| PAGE TEXT |
I answered “Age 13,” but I guess it was in 1983, when I turned 15, that I really turned on to popular music: buying albums on cassette (and asking for them for Christmas); listening to rock radio and pushing the Record button on my boombox when a good song came on; staying up on Friday and Saturday nights to watch videos on WTBS’s Night Tracks (this was before the local cable carried MTV, which is why you were supposed to “Call your local cable company and tell them ‘I want my MTV!’”).
About 9, mid-70s. My school class was a combined 4th/5th/6th thing where we had a fair bit of freedom, and every Friday we’d have a little party with music and games. People would bring their singles to play and I got to like artists like Elton John, Led Zeppelin, Queen, the Doobie Brothers, and lots more. I also had a radio that I’d listen to a lot in my bedroom, so I was pretty familiar with most of the top-40 type music from the era. I mostly bought music on 45 singles, and would ask for albums for birthdays/Christmas etc. and save up to buy the occasional one on my own.
I remember two really frustrating things from that era that “the kids today” don’t have to deal with: how hard it was to find a 45 if it wasn’t at your local record store (for example, my holy grail as a kid was the Moody Blues’ “Nights in White Satin,” which was already kind of an oldie by the time I went looking for it, and I was so happy when I finally found it in an oldies bin when we were on a family trip), and the near-impossibility of finding lyrics to anything if the artist didn’t print them on the album sleeve (which most of them didn’t).
I got a portable record player for my birthday when I was 10 (1970), along with 3 LP records chosen by my Mom. I remember thinking that I wouldn’t have chosen any of them, though I got fond of the ‘5th Dimension’s Greatest Hits’, so I must have had opinions on music before then.
By the time I was 11, I was saving up my allowance to buy 45s of my own choice once a week. It meant cutting back on icecreams from the neighborhood truck, so quite a sacrifice
It had to be “7 or younger” because when I was a kid, I wanted Captain Fantastic and the Brown Dirt Cowboy for my 8th birthday. And that was nowhere near my first Elton John album.

| PROBLEM DETAILS |
Copy the text on first getting into pop music word for word, from start to finish. Work only from the text on first getting into pop music.

Dataset rows for pointing at objects:
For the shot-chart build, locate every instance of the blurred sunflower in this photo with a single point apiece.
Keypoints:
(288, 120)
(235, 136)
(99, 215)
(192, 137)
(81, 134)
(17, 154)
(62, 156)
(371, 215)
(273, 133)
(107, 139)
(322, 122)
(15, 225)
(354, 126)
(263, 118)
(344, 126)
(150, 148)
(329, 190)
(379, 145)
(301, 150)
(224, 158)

| SOLUTION FOR THIS TASK |
I answered “Age 13,” but I guess it was in 1983, when I turned 15, that I really turned on to popular music: buying albums on cassette (and asking for them for Christmas); listening to rock radio and pushing the Record button on my boombox when a good song came on; staying up on Friday and Saturday nights to watch videos on WTBS’s Night Tracks (this was before the local cable carried MTV, which is why you were supposed to “Call your local cable company and tell them ‘I want my MTV!’”).
About 9, mid-70s. My school class was a combined 4th/5th/6th thing where we had a fair bit of freedom, and every Friday we’d have a little party with music and games. People would bring their singles to play and I got to like artists like Elton John, Led Zeppelin, Queen, the Doobie Brothers, and lots more. I also had a radio that I’d listen to a lot in my bedroom, so I was pretty familiar with most of the top-40 type music from the era. I mostly bought music on 45 singles, and would ask for albums for birthdays/Christmas etc. and save up to buy the occasional one on my own.
I remember two really frustrating things from that era that “the kids today” don’t have to deal with: how hard it was to find a 45 if it wasn’t at your local record store (for example, my holy grail as a kid was the Moody Blues’ “Nights in White Satin,” which was already kind of an oldie by the time I went looking for it, and I was so happy when I finally found it in an oldies bin when we were on a family trip), and the near-impossibility of finding lyrics to anything if the artist didn’t print them on the album sleeve (which most of them didn’t).
I got a portable record player for my birthday when I was 10 (1970), along with 3 LP records chosen by my Mom. I remember thinking that I wouldn’t have chosen any of them, though I got fond of the ‘5th Dimension’s Greatest Hits’, so I must have had opinions on music before then.
By the time I was 11, I was saving up my allowance to buy 45s of my own choice once a week. It meant cutting back on icecreams from the neighborhood truck, so quite a sacrifice
It had to be “7 or younger” because when I was a kid, I wanted Captain Fantastic and the Brown Dirt Cowboy for my 8th birthday. And that was nowhere near my first Elton John album.